(Extracted records)
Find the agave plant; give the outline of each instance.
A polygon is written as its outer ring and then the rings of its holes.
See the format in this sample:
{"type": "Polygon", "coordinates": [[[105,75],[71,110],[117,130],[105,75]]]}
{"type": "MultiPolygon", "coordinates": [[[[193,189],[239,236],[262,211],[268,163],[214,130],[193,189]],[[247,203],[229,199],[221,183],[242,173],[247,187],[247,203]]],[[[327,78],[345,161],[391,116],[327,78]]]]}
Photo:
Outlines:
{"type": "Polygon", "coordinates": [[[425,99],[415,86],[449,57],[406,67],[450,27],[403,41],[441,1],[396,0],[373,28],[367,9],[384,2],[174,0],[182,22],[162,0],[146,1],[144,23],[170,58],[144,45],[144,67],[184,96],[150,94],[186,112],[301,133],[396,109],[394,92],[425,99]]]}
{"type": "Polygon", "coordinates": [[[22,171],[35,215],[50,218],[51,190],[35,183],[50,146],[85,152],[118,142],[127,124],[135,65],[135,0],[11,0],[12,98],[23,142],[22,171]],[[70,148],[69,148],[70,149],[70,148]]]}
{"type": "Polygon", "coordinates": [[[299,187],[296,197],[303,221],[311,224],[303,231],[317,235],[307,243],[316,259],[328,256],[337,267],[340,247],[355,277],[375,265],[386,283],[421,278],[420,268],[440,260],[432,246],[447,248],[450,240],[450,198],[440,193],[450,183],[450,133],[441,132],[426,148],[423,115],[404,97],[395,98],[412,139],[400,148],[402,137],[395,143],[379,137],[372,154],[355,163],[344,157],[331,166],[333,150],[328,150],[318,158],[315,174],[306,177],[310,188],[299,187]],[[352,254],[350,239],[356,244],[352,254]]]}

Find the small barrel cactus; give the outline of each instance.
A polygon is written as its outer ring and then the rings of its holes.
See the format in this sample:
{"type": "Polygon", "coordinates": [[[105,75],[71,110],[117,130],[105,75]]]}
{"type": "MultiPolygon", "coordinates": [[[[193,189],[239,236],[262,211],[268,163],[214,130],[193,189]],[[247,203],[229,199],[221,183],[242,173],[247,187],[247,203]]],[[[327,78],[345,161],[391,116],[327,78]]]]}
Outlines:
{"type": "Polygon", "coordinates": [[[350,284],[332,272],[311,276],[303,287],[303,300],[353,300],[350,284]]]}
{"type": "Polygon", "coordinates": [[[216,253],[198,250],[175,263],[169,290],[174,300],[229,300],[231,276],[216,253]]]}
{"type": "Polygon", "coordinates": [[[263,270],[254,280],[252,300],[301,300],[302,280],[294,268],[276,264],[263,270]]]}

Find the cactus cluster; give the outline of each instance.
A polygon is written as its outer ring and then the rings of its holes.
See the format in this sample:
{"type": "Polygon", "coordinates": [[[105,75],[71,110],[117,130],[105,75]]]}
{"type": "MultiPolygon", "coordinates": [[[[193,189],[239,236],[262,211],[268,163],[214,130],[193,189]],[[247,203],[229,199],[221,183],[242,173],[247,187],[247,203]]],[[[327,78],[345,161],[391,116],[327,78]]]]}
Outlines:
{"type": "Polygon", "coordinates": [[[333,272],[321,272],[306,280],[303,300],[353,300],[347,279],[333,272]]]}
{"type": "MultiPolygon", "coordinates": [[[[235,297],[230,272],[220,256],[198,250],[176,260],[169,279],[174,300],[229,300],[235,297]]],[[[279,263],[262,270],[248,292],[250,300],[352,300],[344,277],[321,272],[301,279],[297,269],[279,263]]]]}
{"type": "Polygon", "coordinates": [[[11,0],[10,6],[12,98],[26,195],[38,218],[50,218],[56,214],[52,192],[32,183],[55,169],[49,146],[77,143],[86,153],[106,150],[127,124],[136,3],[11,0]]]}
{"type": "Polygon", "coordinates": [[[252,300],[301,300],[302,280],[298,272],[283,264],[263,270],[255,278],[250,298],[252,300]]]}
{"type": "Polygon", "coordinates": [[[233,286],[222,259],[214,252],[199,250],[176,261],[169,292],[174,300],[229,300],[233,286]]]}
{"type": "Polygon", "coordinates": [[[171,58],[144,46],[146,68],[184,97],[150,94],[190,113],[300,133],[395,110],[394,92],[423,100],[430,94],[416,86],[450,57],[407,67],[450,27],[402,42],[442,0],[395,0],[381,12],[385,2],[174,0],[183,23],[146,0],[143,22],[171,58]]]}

EXERCISE:
Lines above that include the string "give" need to be copied.

RESULT BELOW:
Find the agave plant; give the outline of each instance.
Find the small barrel cactus; give the outline of each instance.
Find the cactus cluster; give the outline of each instance.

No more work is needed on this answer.